[Records from a collection]
Segment Open
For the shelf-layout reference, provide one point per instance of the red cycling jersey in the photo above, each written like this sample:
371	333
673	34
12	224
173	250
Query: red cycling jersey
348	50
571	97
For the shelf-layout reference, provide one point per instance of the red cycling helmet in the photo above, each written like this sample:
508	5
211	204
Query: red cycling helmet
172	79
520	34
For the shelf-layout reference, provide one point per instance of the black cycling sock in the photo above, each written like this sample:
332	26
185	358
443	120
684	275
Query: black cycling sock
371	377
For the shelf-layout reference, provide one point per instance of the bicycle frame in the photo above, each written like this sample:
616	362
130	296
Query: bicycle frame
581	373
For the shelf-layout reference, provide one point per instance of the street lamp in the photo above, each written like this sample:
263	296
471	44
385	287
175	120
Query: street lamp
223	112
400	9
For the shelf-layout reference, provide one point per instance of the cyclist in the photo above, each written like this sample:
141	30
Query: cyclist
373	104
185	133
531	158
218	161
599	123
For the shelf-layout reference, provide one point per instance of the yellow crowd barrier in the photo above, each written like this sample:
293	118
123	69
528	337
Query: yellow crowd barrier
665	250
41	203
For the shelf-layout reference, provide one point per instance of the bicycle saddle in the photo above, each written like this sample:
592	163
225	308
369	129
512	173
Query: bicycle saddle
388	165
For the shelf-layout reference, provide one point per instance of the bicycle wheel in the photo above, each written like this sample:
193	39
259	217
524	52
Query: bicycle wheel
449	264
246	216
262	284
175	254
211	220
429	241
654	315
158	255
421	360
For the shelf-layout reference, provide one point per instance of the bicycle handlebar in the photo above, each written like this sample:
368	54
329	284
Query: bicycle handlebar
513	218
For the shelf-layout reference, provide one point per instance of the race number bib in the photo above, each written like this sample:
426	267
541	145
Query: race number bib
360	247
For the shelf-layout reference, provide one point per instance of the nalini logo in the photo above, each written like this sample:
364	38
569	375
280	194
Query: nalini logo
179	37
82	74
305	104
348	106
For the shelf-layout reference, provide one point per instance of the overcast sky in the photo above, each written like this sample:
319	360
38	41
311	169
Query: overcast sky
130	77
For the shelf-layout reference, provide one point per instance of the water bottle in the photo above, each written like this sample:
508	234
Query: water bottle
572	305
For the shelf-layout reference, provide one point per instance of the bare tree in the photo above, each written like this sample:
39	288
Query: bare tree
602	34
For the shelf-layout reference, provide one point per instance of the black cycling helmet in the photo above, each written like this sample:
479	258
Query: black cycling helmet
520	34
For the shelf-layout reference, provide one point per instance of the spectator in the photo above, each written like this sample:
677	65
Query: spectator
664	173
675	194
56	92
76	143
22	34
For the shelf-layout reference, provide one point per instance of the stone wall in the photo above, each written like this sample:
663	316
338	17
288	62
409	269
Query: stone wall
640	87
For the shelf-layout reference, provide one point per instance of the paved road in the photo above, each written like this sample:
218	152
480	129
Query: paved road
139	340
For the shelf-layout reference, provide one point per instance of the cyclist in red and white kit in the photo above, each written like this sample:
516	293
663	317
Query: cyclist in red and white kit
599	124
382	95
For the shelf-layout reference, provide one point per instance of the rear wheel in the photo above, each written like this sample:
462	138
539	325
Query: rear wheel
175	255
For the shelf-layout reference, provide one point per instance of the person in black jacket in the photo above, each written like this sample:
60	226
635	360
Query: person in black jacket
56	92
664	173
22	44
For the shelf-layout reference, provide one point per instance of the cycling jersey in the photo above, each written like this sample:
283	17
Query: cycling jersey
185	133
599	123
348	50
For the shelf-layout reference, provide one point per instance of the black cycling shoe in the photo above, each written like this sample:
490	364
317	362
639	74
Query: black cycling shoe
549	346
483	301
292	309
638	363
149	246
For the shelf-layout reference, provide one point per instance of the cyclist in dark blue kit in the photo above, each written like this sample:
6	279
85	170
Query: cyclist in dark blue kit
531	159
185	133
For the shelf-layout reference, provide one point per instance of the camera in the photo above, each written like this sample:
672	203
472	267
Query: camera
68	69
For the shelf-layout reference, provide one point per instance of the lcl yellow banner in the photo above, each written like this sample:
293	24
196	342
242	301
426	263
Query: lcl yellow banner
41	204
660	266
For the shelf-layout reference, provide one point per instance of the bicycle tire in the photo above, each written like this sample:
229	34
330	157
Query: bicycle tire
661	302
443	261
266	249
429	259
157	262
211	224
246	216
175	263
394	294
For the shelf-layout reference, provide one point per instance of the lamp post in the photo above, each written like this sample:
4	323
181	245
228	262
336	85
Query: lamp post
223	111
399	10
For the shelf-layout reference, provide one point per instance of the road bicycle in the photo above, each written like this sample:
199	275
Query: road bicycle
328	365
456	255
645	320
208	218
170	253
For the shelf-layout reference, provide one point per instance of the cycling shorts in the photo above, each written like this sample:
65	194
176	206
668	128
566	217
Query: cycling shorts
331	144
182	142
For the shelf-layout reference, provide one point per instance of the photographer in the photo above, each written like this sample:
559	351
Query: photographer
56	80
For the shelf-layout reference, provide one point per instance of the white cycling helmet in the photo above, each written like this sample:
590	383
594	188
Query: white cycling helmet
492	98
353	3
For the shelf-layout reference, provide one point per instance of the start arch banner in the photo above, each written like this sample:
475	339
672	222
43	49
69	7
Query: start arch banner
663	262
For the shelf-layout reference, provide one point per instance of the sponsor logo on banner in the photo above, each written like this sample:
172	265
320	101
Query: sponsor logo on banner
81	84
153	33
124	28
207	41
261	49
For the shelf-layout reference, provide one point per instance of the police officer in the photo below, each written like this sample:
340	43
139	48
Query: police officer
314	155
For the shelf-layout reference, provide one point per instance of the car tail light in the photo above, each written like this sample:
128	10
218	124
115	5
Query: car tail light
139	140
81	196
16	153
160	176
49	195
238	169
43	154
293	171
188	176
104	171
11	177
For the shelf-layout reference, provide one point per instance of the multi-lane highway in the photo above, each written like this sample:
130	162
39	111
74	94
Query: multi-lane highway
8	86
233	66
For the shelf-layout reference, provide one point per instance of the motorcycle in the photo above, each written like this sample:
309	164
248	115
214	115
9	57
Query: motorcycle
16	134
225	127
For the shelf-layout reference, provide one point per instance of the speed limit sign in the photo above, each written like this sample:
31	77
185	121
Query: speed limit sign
Segment Closed
**Work to be completed**
Set down the data in full, word for word.

**Completed exercise**
For the shelf-layout reference, provide one point per instance of the red cycling jersey in the photo above, each written like this sample:
371	333
673	34
12	224
173	250
Query: red cycling jersey
348	50
571	97
For the shelf-layout reference, provide one point per instance of the red cycling helmet in the photo above, each written like this sample:
508	5
211	204
Query: red cycling helmet
172	79
520	34
For the shelf-layout reference, provide one point per instance of the black cycling sock in the photo above, each written like this sample:
332	26
185	358
443	120
684	275
Query: black cycling sock
371	377
For the shelf-layout reference, provide one point per instance of the bicycle frame in the photo above, each written like this sample:
616	362
130	296
Query: bicycle frame
581	373
For the shelf-layout reference, provide one point per instance of the street lamp in the photo above, each written like this sample:
263	296
471	44
385	287
175	120
Query: street lamp
223	112
400	9
For the shelf-layout reference, provide one point per instance of the cyclist in the photo above, each written like this sample:
141	30
Query: cyclist
373	104
185	133
531	158
218	161
599	123
For the shelf-layout reference, provide one point per instance of the yellow crowd barrier in the photo above, each written like this sample:
293	118
123	69
528	337
Query: yellow crowd barrier
665	250
41	203
For the shelf-layout reference, provide one point per instance of the bicycle saddle in the photo above, each written like this sample:
592	163
225	308
369	129
512	173
Query: bicycle saddle
388	165
For the shelf-layout reference, provide one point per instance of the bicycle wheel in the photo above, each written like this sample:
193	39
259	217
524	52
Query: bicycle wheel
449	264
246	216
262	284
175	254
211	220
429	241
654	315
158	255
421	360
For the shelf-layout reference, provide one point per instance of the bicycle handlebar in the photo above, each written like this sample:
368	54
329	284
Query: bicycle handlebar
513	218
For the shelf-layout reference, provide one point per instance of the race number bib in the photo above, each written like this sample:
426	267
541	145
Query: race number bib
360	247
For the shelf-layout reference, provide one point per instance of the nalini logo in the photo above, each written like this sample:
364	38
569	375
280	194
Query: nalini logo
179	37
82	74
305	104
348	106
For the shelf-layout reference, provide one point per instance of the overcast sky in the photo above, each written like this sample:
319	360
38	41
311	169
Query: overcast sky
130	77
For the shelf-layout reference, provide one point per instance of the water bottle in the photo above, each written like this sample:
508	234
Query: water bottle
572	305
For the shelf-layout reference, provide one point per instance of the bare tree in the photo above, each written like this sample:
39	288
Query: bare tree
602	34
For the shelf-layout reference, provide one point per instance of the black cycling helmet in the photo above, each written like this sample:
479	258
Query: black cycling helmet
520	34
For the shelf-layout reference, provide one point per instance of the spectator in the photo above, each written like this sample:
677	65
Query: spectator
664	173
675	194
56	92
76	143
22	34
For the shelf-layout reference, provide one point per instance of the stone wall in the photo above, each written like this sample:
663	316
338	17
288	62
409	269
Query: stone wall
640	87
For the shelf-layout reference, provide one point per instance of the paved road in the photo above, each written like this sample:
218	152
480	129
Query: paved road
139	340
For the shelf-layout reference, provide one point per instance of the cyclist in red and white kit in the photo above, each written like this sample:
516	293
663	317
Query: cyclist in red and white kit
599	124
382	95
For the shelf-layout reference, provide one point per instance of the rear wheel in the photo above, each written like this sample:
462	138
539	325
Query: rear wheel
175	255
For the shelf-layout reference, provide one point per instance of the person in black jacket in the photo above, each written like this sample:
60	226
635	360
Query: person in black jacket
56	92
664	173
22	44
For the shelf-layout reference, provide one point per instance of the cycling jersey in the photo above, each written like this sample:
283	17
Query: cycling jersey
185	133
599	123
348	50
For the shelf-layout reference, provide one point per instance of the black cycling shoe in the photo above, each written like this sample:
490	364
317	362
639	74
Query: black cycling shoe
549	346
483	301
292	309
638	363
149	246
For the shelf-layout reference, provide one point per instance of the cyclist in dark blue kit in the photo above, each written like this sample:
6	279
85	170
Query: cyclist in dark blue kit
531	159
185	133
For the shelf-layout reference, provide one point per instance of the camera in the photo above, each written like this sample:
672	203
472	267
Query: camera
68	69
For the shelf-layout reference, provide one point per instance of the lcl yellow banner in the photo above, each written like this sample:
293	24
196	342
242	301
426	263
Query: lcl yellow banner
41	204
660	266
For the shelf-layout reference, provide one point per instance of the bicycle tire in the photo above, each written like this sample:
229	34
330	157
Query: bicycle tire
661	302
443	261
266	249
429	259
157	262
211	224
246	216
175	263
394	294
For the shelf-layout reference, provide one point per instance of the lamp post in the photo above, each written like this sample:
4	323
181	245
228	262
336	85
Query: lamp post
223	111
399	10
For the shelf-layout reference, provide one point per instance of the road bicycle in the photo above, each written like this sample:
199	275
Query: road bicycle
328	365
456	255
645	320
208	218
170	253
For the shelf-layout reference, provide one point per instance of the cycling shorts in the photo above, each written like this sample:
65	194
176	206
668	128
566	217
Query: cycling shorts
331	144
182	142
For the shelf-layout reference, provide one point per instance of the photographer in the photo above, each written like this sample:
559	351
Query: photographer
56	80
For the shelf-layout reference, provide one point per instance of the white cycling helmet in the photo above, each written like this sample:
590	383
594	188
Query: white cycling helmet
492	98
353	3
For the shelf-layout reference, provide one point per instance of the start arch banner in the photo above, each written like this sample:
475	339
672	222
43	49
69	7
Query: start arch banner
663	262
For the shelf-layout reference, provide one point per instance of the sponsor logo on banner in the photo above, each written like this sample:
172	265
320	101
Query: sponsor logo on banner
81	84
153	33
124	28
207	41
261	49
For the shelf-layout reference, provide one point per instance of the police officer in the photo below, each written like this sample:
340	43
139	48
Query: police officer
314	155
For the shelf-layout reference, provide one point per instance of the car tail light in the photo above, each written like this sample:
128	10
218	124
115	5
Query: car tail light
139	140
81	196
16	153
160	176
49	195
238	169
43	154
293	171
188	176
104	171
11	177
For the shelf-layout reference, provide one point per instance of the multi-lane highway in the photo above, each written like this sample:
130	162
39	111
74	94
Query: multi-lane highway
8	86
233	66
For the shelf-layout reference, provide one point per instance of the motorcycle in the photo above, each written like this sample:
309	164
248	115
214	115
9	57
Query: motorcycle
16	134
225	127
For the shelf-layout reference, provide one point per instance of the speed limit sign in the photo above, each written like this sample:
31	77
185	121
Query: speed limit sign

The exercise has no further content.